*Request:* Reproduce the passage of the Gaudete Sunday reflection that starts at "Today is Gaudete" and ends at "joy!  Of Rejoicing!".

Today is Gaudete Sunday, which means Rejoice!  If you have an advent wreath, you’ll notice that while the other three Sundays of Advent have purple candles, today’s candle is rose pink.  This is the color of joy!  Of Rejoicing!

EC09 4

Today’s first reading tells why we should rejoice.  We begin in the desert.  I had the wonderful opportunity to visit the desert of Southern California in July 2009.  As the picture reflects, it is barren.  The plant life is sparse and looks nearly dead.  And the desert is full of hazards.  Be carefully lifting anything.  There might be a snake hiding underneath!  Or black widows!

When I was there, it got up to 119°! It was HOT with no shade.  But I understand that, on the very rare times when it does rain, the desert just explodes with blossoms!  Like here!

Judean Desert in bloom

This is the promise of the first reading from Isaiah:

The desert and the parched land will exult;
the steppe will rejoice and bloom.
They will bloom with abundant flowers,
and rejoice with joyful song.

Today, you may feel like you’re in a desert.  Like everything around you is dying and the sun itself is beating down on you, draining you of energy.  Rejoice!  God promises better!  This desert will bloom with abundant flowers!

When I was in the desert of California, I learned of one of its denizens, the desert tortoise.  The desert tortoise is a protected species.  We had to be sure to stay on the marked roads and not drive into the desert for fear of driving over one of their burrows and killing them or destroying their nests.  In fact, if we saw one on the road, we were to leave it alone.  I am told that if you sneak up on one and startle it, the desert tortoise will evacuate its bladder.  This is a deadly condition for the tortoise because they recycle their urine.  They go months or years between drinks of water.  Because of this, they have to conserve what fluids they have.

*Given material:*
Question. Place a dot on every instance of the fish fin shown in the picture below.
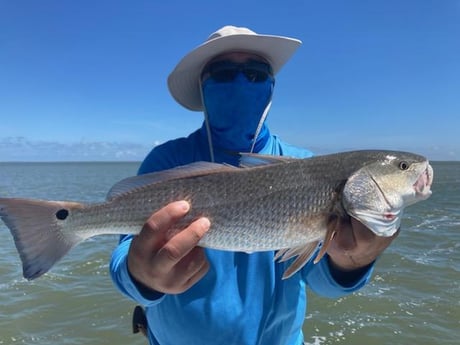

*Written solution:*
Today is Gaudete Sunday, which means Rejoice!  If you have an advent wreath, you’ll notice that while the other three Sundays of Advent have purple candles, today’s candle is rose pink.  This is the color of joy!  Of Rejoicing!